Data items →
......

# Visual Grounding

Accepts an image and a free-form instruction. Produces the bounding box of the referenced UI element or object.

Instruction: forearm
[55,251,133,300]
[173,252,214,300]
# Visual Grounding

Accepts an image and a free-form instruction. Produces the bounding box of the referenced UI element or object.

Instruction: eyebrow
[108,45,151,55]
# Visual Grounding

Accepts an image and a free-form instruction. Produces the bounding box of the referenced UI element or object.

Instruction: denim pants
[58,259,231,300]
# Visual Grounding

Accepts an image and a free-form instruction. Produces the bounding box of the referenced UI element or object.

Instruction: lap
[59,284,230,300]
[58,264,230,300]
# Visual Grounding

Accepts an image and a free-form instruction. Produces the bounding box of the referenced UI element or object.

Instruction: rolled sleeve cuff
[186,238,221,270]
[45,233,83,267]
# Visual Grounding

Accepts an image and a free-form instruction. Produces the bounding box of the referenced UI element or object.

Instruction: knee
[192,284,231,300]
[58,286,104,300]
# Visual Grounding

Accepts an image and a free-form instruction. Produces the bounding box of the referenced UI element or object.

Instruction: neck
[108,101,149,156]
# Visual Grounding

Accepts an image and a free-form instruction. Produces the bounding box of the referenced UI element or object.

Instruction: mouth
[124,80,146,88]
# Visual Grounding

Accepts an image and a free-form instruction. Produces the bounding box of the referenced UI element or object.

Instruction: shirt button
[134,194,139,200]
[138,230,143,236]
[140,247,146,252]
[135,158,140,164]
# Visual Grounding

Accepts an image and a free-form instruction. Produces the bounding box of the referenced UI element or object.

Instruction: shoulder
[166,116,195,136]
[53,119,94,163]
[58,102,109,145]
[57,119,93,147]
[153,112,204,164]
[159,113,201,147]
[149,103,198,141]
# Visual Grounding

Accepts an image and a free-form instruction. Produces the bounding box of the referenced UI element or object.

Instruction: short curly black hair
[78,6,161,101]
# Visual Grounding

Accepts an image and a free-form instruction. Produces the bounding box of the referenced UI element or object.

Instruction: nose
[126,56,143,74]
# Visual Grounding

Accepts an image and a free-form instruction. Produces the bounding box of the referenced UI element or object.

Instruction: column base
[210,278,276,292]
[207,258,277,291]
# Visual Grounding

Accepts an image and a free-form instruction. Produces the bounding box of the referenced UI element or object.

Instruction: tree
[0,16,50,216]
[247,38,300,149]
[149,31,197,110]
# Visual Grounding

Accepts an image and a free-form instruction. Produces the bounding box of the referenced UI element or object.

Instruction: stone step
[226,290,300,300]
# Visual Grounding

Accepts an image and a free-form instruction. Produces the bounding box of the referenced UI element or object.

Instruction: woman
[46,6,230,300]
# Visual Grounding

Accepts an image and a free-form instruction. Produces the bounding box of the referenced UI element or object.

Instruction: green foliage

......

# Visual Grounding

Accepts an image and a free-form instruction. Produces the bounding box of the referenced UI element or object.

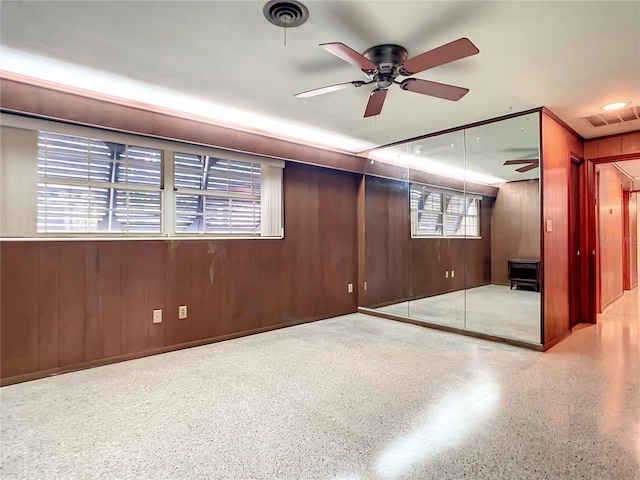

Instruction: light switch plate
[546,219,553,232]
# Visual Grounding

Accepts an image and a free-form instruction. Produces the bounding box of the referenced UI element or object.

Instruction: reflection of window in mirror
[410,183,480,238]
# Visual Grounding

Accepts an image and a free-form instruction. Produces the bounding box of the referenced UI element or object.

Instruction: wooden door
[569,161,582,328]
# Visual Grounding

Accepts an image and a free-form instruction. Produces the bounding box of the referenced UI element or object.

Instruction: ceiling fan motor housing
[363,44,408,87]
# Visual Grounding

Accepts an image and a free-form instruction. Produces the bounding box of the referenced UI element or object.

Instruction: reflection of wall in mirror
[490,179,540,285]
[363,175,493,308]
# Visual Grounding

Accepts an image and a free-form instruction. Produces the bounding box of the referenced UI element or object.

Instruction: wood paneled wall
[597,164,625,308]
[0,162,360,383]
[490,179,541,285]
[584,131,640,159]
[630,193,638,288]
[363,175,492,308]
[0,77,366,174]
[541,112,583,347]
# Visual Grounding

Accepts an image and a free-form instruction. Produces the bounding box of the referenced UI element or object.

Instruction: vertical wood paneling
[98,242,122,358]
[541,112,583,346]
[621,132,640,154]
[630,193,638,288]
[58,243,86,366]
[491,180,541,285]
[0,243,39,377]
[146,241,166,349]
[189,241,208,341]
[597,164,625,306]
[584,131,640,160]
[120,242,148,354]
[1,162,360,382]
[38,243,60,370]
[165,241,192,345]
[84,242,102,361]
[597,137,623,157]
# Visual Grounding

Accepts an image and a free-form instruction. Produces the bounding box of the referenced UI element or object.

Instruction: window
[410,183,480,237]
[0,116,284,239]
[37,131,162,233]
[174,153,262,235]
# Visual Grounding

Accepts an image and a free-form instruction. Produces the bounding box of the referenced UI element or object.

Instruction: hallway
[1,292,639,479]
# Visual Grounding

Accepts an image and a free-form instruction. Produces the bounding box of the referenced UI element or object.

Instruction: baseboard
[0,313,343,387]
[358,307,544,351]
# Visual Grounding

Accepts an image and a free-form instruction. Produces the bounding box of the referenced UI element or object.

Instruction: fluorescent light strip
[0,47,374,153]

......

EXERCISE INSTRUCTIONS → Give back the records above exactly, limited to the lines between the one holding "Instruction: woman" and the one holding "Instruction: green foliage", inclusive.

ANSWER SECTION →
Instruction: woman
[46,6,230,300]
# Visual Grounding

Accepts an image and a free-form instruction. Produces the bounding box of the referenced UI element or object.

Instruction: green foliage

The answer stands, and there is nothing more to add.